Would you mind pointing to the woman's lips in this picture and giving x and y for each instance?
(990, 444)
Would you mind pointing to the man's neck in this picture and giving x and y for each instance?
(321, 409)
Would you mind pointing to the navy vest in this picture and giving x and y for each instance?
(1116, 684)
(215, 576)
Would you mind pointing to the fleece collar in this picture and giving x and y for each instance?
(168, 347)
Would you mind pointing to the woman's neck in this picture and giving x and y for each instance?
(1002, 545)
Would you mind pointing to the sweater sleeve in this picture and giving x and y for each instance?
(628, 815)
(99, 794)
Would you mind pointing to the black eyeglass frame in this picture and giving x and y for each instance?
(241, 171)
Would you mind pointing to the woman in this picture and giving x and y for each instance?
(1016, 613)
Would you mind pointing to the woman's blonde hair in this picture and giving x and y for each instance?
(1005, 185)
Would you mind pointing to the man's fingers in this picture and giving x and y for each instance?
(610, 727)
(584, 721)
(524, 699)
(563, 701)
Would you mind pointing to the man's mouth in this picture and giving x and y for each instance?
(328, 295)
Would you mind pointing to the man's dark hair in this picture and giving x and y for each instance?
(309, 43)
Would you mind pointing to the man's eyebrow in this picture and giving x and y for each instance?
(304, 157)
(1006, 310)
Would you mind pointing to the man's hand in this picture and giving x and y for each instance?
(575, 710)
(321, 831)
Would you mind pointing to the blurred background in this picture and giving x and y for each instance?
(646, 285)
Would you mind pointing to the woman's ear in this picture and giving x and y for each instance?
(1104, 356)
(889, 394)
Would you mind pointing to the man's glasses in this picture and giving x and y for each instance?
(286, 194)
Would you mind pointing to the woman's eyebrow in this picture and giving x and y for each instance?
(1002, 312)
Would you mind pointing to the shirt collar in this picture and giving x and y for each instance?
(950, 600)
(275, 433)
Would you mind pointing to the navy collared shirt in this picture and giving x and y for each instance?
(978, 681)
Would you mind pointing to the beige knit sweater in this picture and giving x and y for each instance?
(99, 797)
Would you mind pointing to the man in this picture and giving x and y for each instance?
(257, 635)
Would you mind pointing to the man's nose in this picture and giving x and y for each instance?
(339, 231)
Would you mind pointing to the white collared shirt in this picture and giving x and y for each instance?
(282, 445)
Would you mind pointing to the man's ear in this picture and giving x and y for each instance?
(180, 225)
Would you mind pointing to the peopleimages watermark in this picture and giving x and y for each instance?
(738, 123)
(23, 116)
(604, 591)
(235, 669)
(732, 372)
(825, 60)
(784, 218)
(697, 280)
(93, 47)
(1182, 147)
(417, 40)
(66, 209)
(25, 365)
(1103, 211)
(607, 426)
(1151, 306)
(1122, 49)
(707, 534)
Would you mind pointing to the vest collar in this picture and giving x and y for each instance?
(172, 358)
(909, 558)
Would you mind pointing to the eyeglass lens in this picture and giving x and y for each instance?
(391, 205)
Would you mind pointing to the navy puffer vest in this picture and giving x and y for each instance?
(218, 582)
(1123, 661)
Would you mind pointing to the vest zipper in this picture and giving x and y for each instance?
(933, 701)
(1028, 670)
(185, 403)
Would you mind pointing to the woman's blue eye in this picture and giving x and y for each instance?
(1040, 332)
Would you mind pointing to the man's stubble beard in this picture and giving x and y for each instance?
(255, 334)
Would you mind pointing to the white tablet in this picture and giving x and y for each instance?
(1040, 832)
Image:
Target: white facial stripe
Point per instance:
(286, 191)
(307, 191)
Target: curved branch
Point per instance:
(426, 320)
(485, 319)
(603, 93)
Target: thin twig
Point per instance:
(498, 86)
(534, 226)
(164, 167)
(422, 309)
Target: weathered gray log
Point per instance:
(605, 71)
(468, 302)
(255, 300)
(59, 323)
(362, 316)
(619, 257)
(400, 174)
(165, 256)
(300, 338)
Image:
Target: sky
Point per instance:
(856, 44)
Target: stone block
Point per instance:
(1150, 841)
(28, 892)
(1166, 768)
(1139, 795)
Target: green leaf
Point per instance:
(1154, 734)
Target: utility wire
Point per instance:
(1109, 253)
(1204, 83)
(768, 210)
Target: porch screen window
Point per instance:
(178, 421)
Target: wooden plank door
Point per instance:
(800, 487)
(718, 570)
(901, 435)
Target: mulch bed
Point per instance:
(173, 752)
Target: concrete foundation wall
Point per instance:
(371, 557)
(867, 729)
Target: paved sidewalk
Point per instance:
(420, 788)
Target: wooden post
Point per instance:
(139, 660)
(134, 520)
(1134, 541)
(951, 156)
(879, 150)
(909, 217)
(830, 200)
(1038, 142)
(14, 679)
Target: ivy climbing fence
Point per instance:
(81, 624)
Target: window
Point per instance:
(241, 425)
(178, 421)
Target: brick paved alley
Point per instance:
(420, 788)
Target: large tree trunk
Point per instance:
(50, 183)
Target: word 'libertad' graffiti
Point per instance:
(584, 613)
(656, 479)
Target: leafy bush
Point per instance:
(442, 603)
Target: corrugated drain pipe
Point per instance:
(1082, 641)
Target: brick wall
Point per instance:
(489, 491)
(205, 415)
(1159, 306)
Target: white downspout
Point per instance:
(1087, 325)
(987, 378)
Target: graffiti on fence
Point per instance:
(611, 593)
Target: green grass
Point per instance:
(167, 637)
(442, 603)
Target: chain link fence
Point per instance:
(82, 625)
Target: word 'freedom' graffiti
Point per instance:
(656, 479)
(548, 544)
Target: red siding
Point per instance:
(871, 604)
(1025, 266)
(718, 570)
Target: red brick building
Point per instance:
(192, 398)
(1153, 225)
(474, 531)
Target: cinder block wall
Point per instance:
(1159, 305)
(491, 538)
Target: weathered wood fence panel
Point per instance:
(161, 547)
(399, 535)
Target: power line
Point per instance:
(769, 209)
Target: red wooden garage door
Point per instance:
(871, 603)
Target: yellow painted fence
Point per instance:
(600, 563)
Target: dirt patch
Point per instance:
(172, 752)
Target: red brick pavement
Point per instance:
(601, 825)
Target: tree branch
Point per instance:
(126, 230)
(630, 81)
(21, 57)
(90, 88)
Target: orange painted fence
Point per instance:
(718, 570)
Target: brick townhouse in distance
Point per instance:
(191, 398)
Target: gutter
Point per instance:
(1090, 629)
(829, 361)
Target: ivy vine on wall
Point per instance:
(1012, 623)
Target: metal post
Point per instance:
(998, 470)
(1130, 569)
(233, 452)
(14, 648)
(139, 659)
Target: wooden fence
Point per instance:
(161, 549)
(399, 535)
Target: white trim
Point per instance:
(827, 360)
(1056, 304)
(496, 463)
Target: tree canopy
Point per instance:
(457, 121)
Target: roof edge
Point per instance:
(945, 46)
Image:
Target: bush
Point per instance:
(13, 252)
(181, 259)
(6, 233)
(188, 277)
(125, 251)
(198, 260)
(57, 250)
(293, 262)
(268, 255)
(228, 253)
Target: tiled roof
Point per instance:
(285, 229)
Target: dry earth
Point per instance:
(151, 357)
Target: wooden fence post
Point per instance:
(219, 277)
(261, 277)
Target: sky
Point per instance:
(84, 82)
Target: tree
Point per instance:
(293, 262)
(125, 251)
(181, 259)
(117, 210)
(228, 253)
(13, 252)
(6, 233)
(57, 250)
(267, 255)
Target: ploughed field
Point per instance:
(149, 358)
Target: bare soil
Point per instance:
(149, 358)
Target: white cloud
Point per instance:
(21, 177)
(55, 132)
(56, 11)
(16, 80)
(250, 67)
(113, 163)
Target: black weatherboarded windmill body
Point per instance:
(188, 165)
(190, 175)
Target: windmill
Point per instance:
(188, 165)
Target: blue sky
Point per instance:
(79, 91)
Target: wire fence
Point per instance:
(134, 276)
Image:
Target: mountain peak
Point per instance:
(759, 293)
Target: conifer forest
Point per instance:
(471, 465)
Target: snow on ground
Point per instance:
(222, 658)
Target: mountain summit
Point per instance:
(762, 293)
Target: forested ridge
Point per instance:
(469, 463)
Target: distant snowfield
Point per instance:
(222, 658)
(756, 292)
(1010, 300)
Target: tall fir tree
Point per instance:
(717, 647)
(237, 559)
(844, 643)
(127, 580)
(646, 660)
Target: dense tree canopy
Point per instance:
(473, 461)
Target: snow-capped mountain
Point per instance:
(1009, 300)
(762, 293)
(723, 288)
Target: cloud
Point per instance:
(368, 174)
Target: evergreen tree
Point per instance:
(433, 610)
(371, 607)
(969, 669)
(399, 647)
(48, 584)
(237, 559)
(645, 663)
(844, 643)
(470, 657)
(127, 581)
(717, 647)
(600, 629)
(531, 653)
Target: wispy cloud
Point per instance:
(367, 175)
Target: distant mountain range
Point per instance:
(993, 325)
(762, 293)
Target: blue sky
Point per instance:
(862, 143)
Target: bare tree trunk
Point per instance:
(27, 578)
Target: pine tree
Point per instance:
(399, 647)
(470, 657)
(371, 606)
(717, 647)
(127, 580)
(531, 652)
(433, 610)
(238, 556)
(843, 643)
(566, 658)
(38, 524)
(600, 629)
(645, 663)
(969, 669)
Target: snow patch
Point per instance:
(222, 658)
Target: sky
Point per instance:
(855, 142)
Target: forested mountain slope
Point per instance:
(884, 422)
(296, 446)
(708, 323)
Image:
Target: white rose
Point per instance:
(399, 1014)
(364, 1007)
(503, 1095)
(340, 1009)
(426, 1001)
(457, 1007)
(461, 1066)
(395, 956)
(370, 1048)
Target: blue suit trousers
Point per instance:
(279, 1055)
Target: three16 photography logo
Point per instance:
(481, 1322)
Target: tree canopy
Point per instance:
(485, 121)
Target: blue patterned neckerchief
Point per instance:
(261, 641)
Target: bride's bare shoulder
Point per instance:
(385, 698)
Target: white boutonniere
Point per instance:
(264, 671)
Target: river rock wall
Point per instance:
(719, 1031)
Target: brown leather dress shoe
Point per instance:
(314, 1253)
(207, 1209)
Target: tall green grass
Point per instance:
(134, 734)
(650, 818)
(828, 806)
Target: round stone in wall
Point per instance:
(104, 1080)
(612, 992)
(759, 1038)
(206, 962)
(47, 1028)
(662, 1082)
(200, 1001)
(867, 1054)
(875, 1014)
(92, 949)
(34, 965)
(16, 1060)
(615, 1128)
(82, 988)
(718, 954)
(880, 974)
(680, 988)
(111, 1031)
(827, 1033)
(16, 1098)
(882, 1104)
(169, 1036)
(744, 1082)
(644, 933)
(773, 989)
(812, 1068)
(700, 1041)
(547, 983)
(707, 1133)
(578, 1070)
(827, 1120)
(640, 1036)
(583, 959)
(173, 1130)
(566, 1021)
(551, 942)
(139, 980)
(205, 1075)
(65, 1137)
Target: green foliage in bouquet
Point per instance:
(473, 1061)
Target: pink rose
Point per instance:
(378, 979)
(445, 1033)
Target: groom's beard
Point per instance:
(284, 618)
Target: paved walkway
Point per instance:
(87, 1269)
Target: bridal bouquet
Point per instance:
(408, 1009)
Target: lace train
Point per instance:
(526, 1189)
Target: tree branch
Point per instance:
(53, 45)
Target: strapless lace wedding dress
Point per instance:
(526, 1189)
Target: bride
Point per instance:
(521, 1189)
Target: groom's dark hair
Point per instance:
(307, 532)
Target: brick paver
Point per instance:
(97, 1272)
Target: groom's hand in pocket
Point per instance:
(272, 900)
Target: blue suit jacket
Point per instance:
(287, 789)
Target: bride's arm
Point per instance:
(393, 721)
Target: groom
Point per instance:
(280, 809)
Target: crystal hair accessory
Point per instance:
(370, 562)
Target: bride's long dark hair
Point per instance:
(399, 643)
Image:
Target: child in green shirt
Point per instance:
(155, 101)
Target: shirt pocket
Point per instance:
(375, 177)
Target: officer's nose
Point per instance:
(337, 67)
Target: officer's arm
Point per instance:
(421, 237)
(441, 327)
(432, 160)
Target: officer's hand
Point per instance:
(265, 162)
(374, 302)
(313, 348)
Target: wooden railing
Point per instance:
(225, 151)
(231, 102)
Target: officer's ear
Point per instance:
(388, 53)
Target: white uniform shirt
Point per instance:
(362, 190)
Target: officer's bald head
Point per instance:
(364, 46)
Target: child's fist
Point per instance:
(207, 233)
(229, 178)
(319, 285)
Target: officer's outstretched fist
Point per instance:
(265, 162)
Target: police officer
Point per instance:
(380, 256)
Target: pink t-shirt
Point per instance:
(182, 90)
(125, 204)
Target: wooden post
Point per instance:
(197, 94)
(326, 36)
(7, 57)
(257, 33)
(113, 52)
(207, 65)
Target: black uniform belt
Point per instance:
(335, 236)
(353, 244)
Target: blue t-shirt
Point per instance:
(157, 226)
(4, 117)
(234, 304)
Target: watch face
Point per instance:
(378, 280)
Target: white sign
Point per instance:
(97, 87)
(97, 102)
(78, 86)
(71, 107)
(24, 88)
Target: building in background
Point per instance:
·····
Everything starting at the line containing "Target: metal post" and ending at the line containing "Target: dry earth" in the records above should be repeated exactly, and only that.

→ TASK SOLUTION:
Target: metal post
Point per instance:
(998, 470)
(1130, 569)
(233, 452)
(14, 648)
(139, 659)
Target: wooden fence
Point per instance:
(161, 549)
(399, 535)
Target: white trim
Point per instance:
(827, 360)
(1056, 304)
(496, 463)
Target: tree canopy
Point per instance:
(457, 121)
Target: roof edge
Point per instance:
(945, 46)
Image:
Target: bush
Point per instance:
(13, 252)
(181, 259)
(6, 233)
(188, 277)
(125, 251)
(198, 260)
(57, 250)
(293, 262)
(268, 255)
(228, 253)
Target: tiled roof
Point per instance:
(285, 229)
Target: dry earth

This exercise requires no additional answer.